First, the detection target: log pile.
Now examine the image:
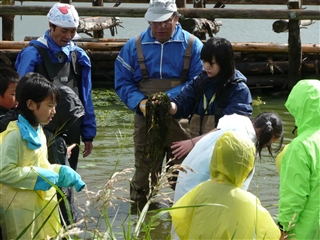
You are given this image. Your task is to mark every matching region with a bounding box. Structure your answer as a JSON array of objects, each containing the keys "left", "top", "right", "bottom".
[{"left": 0, "top": 37, "right": 320, "bottom": 88}]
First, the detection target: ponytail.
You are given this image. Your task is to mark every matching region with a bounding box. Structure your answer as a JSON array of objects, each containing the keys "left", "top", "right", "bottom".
[{"left": 252, "top": 112, "right": 283, "bottom": 158}]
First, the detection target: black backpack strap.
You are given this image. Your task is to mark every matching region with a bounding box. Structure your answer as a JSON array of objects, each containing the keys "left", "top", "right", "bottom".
[
  {"left": 181, "top": 34, "right": 194, "bottom": 81},
  {"left": 188, "top": 72, "right": 204, "bottom": 123},
  {"left": 135, "top": 34, "right": 149, "bottom": 79},
  {"left": 71, "top": 50, "right": 78, "bottom": 74},
  {"left": 30, "top": 44, "right": 78, "bottom": 81},
  {"left": 215, "top": 78, "right": 244, "bottom": 127}
]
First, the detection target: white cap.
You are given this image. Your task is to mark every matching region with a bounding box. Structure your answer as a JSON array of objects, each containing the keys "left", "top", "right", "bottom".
[
  {"left": 144, "top": 0, "right": 177, "bottom": 22},
  {"left": 47, "top": 3, "right": 79, "bottom": 28}
]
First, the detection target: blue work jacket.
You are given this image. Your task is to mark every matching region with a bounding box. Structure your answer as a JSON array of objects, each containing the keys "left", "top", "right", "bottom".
[
  {"left": 15, "top": 30, "right": 96, "bottom": 142},
  {"left": 115, "top": 24, "right": 203, "bottom": 111}
]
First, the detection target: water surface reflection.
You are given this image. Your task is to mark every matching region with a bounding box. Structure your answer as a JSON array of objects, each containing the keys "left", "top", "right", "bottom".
[{"left": 76, "top": 90, "right": 295, "bottom": 239}]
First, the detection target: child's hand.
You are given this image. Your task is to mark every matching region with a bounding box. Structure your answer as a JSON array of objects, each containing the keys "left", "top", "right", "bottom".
[
  {"left": 67, "top": 143, "right": 77, "bottom": 159},
  {"left": 57, "top": 165, "right": 86, "bottom": 192}
]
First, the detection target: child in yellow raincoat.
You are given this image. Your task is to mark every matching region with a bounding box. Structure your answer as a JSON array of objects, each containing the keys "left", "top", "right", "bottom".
[
  {"left": 0, "top": 73, "right": 85, "bottom": 239},
  {"left": 170, "top": 131, "right": 280, "bottom": 239}
]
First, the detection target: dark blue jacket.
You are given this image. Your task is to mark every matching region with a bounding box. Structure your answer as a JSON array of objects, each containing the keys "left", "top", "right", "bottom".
[{"left": 172, "top": 70, "right": 252, "bottom": 118}]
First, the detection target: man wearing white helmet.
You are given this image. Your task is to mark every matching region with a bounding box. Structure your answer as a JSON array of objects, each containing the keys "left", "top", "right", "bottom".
[
  {"left": 15, "top": 3, "right": 96, "bottom": 223},
  {"left": 115, "top": 0, "right": 203, "bottom": 207}
]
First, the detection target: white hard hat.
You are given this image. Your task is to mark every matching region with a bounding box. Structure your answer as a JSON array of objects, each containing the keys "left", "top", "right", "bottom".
[
  {"left": 47, "top": 3, "right": 79, "bottom": 28},
  {"left": 144, "top": 0, "right": 177, "bottom": 22}
]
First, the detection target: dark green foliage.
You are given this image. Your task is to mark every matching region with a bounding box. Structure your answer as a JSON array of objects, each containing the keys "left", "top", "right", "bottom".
[{"left": 144, "top": 92, "right": 171, "bottom": 162}]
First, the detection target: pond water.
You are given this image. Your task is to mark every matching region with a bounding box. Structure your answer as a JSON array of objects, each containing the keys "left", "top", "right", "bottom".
[{"left": 72, "top": 89, "right": 295, "bottom": 239}]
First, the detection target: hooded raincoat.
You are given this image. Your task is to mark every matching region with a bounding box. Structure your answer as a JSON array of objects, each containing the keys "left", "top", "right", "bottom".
[
  {"left": 15, "top": 30, "right": 96, "bottom": 142},
  {"left": 174, "top": 114, "right": 256, "bottom": 202},
  {"left": 0, "top": 121, "right": 61, "bottom": 239},
  {"left": 170, "top": 131, "right": 280, "bottom": 239},
  {"left": 278, "top": 80, "right": 320, "bottom": 239}
]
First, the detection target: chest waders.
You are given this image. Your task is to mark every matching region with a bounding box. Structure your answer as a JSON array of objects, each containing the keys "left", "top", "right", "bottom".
[
  {"left": 130, "top": 35, "right": 194, "bottom": 201},
  {"left": 32, "top": 45, "right": 82, "bottom": 224}
]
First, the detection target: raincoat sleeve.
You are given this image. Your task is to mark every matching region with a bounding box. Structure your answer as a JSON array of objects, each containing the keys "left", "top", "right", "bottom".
[
  {"left": 170, "top": 186, "right": 196, "bottom": 239},
  {"left": 77, "top": 47, "right": 97, "bottom": 142},
  {"left": 114, "top": 38, "right": 147, "bottom": 111},
  {"left": 278, "top": 142, "right": 311, "bottom": 231},
  {"left": 222, "top": 82, "right": 252, "bottom": 116},
  {"left": 0, "top": 131, "right": 60, "bottom": 190}
]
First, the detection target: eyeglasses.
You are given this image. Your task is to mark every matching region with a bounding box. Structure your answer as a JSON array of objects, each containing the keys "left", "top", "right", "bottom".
[{"left": 150, "top": 15, "right": 176, "bottom": 28}]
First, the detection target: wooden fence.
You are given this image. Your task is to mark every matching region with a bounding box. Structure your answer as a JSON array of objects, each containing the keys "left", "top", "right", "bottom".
[{"left": 0, "top": 0, "right": 320, "bottom": 89}]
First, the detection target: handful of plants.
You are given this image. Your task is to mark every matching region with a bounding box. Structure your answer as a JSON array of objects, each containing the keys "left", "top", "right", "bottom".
[{"left": 144, "top": 92, "right": 171, "bottom": 162}]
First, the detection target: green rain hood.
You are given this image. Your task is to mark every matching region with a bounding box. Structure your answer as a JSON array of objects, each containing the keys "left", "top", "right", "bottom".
[{"left": 278, "top": 80, "right": 320, "bottom": 239}]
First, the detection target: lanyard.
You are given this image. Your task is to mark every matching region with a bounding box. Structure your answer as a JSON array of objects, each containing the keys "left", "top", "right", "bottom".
[{"left": 203, "top": 94, "right": 216, "bottom": 114}]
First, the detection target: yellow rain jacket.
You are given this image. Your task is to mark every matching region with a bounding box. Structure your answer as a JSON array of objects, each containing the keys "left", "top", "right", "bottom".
[
  {"left": 278, "top": 80, "right": 320, "bottom": 239},
  {"left": 170, "top": 131, "right": 280, "bottom": 240},
  {"left": 0, "top": 121, "right": 61, "bottom": 239}
]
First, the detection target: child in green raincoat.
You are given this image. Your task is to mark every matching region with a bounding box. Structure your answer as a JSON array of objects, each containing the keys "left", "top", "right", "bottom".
[
  {"left": 278, "top": 80, "right": 320, "bottom": 239},
  {"left": 0, "top": 73, "right": 85, "bottom": 239},
  {"left": 170, "top": 131, "right": 280, "bottom": 239}
]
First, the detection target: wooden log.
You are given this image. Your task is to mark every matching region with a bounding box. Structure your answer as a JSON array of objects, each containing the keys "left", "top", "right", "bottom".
[
  {"left": 180, "top": 18, "right": 222, "bottom": 39},
  {"left": 236, "top": 60, "right": 320, "bottom": 76},
  {"left": 288, "top": 0, "right": 302, "bottom": 90},
  {"left": 2, "top": 0, "right": 14, "bottom": 41},
  {"left": 11, "top": 0, "right": 319, "bottom": 5},
  {"left": 77, "top": 17, "right": 122, "bottom": 38},
  {"left": 272, "top": 19, "right": 316, "bottom": 33},
  {"left": 0, "top": 39, "right": 320, "bottom": 54},
  {"left": 0, "top": 5, "right": 320, "bottom": 20},
  {"left": 92, "top": 0, "right": 104, "bottom": 38}
]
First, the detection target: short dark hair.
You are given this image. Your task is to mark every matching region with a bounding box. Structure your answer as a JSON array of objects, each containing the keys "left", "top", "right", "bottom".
[
  {"left": 0, "top": 67, "right": 20, "bottom": 97},
  {"left": 200, "top": 37, "right": 235, "bottom": 97},
  {"left": 16, "top": 72, "right": 60, "bottom": 126}
]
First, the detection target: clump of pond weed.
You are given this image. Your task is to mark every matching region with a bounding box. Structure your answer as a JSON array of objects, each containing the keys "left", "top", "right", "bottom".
[{"left": 144, "top": 92, "right": 171, "bottom": 162}]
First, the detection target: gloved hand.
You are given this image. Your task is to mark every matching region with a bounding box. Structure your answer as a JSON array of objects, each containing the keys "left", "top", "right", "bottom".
[
  {"left": 139, "top": 99, "right": 147, "bottom": 116},
  {"left": 33, "top": 167, "right": 59, "bottom": 191},
  {"left": 57, "top": 165, "right": 86, "bottom": 192}
]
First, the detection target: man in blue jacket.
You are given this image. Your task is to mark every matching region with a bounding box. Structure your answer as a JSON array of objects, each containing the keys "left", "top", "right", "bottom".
[
  {"left": 15, "top": 3, "right": 96, "bottom": 170},
  {"left": 115, "top": 0, "right": 203, "bottom": 206}
]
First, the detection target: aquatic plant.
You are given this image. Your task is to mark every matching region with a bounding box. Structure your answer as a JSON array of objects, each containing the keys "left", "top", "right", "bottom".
[{"left": 142, "top": 92, "right": 171, "bottom": 162}]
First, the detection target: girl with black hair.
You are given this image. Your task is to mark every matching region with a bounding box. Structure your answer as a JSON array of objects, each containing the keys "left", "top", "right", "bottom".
[{"left": 170, "top": 38, "right": 252, "bottom": 141}]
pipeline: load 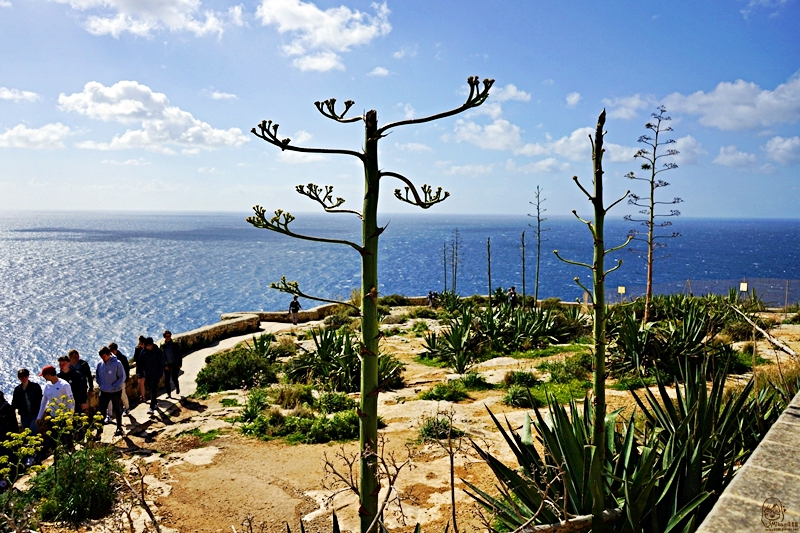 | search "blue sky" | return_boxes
[0,0,800,218]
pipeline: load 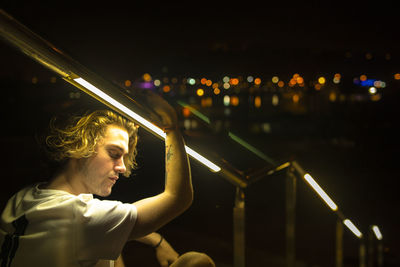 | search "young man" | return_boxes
[0,91,215,266]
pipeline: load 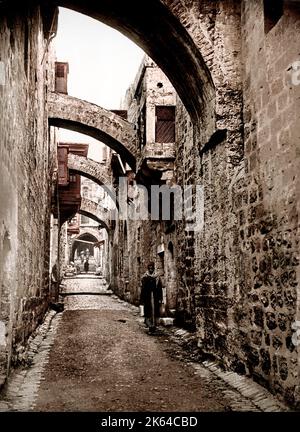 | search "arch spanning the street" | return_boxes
[46,0,215,122]
[78,198,110,233]
[68,153,118,202]
[70,229,101,261]
[48,92,137,170]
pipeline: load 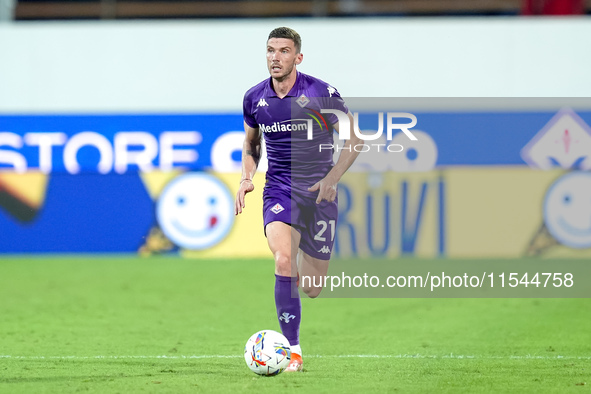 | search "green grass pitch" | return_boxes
[0,256,591,393]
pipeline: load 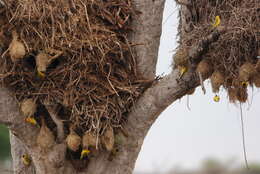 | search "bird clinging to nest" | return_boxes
[36,49,62,78]
[21,99,37,125]
[80,132,97,159]
[66,127,81,152]
[8,31,26,62]
[101,126,115,151]
[37,118,55,151]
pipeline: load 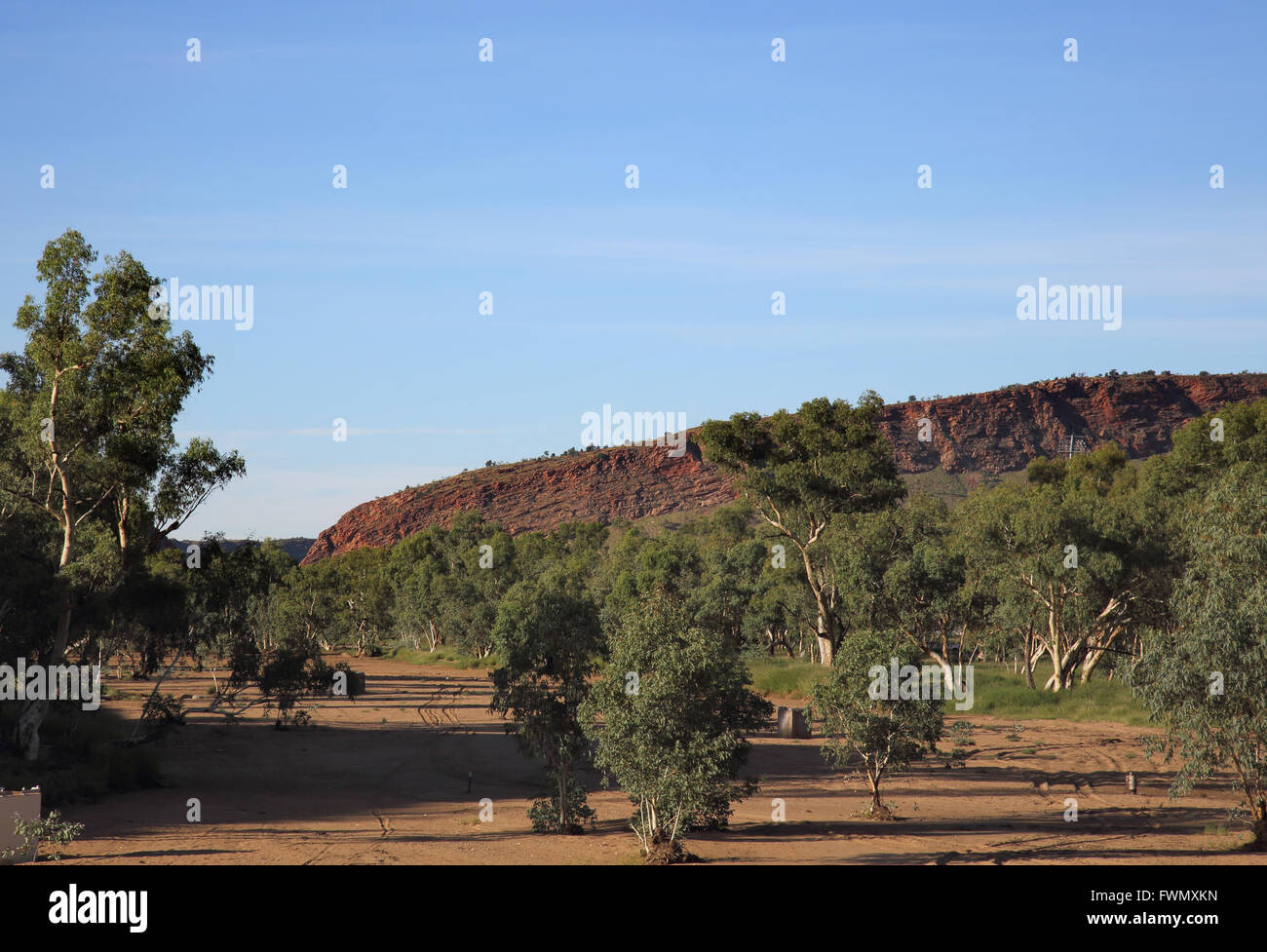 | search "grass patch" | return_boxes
[946,664,1148,740]
[748,657,827,698]
[0,703,161,808]
[383,646,502,671]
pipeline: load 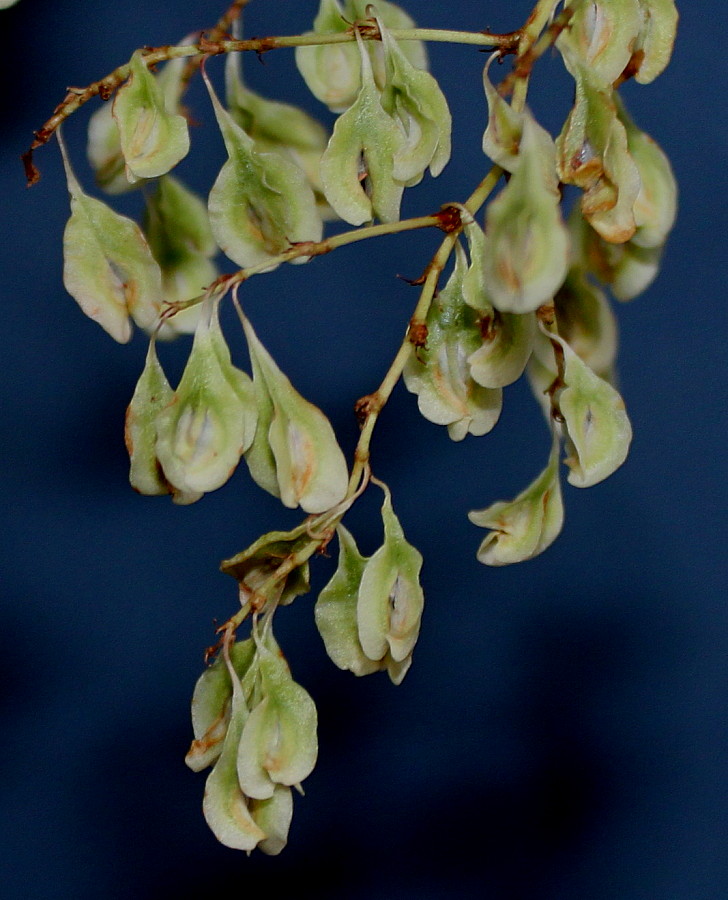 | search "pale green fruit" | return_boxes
[377,17,452,184]
[634,0,678,84]
[237,642,318,800]
[202,663,266,852]
[468,440,564,566]
[203,73,323,268]
[113,50,190,178]
[321,31,404,225]
[220,523,311,606]
[556,0,643,88]
[248,784,293,856]
[144,175,217,338]
[556,67,641,244]
[357,488,424,668]
[296,0,361,112]
[243,319,349,513]
[403,244,504,441]
[483,53,523,172]
[314,525,381,675]
[617,103,677,248]
[549,334,632,487]
[157,300,257,500]
[185,638,255,772]
[483,114,569,314]
[61,134,162,343]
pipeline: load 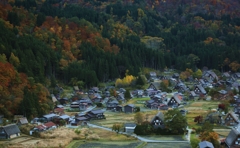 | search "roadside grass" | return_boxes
[66,141,143,148]
[185,100,220,128]
[141,135,186,141]
[143,142,191,148]
[90,128,136,141]
[91,110,158,128]
[190,133,201,148]
[215,131,230,137]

_Exercise objective:_ List each line in the records above that contains the word "white".

_The response:_
First, the detection target: white cap.
First, the detection target: man wearing white helmet.
First, the detection target: white hard hat.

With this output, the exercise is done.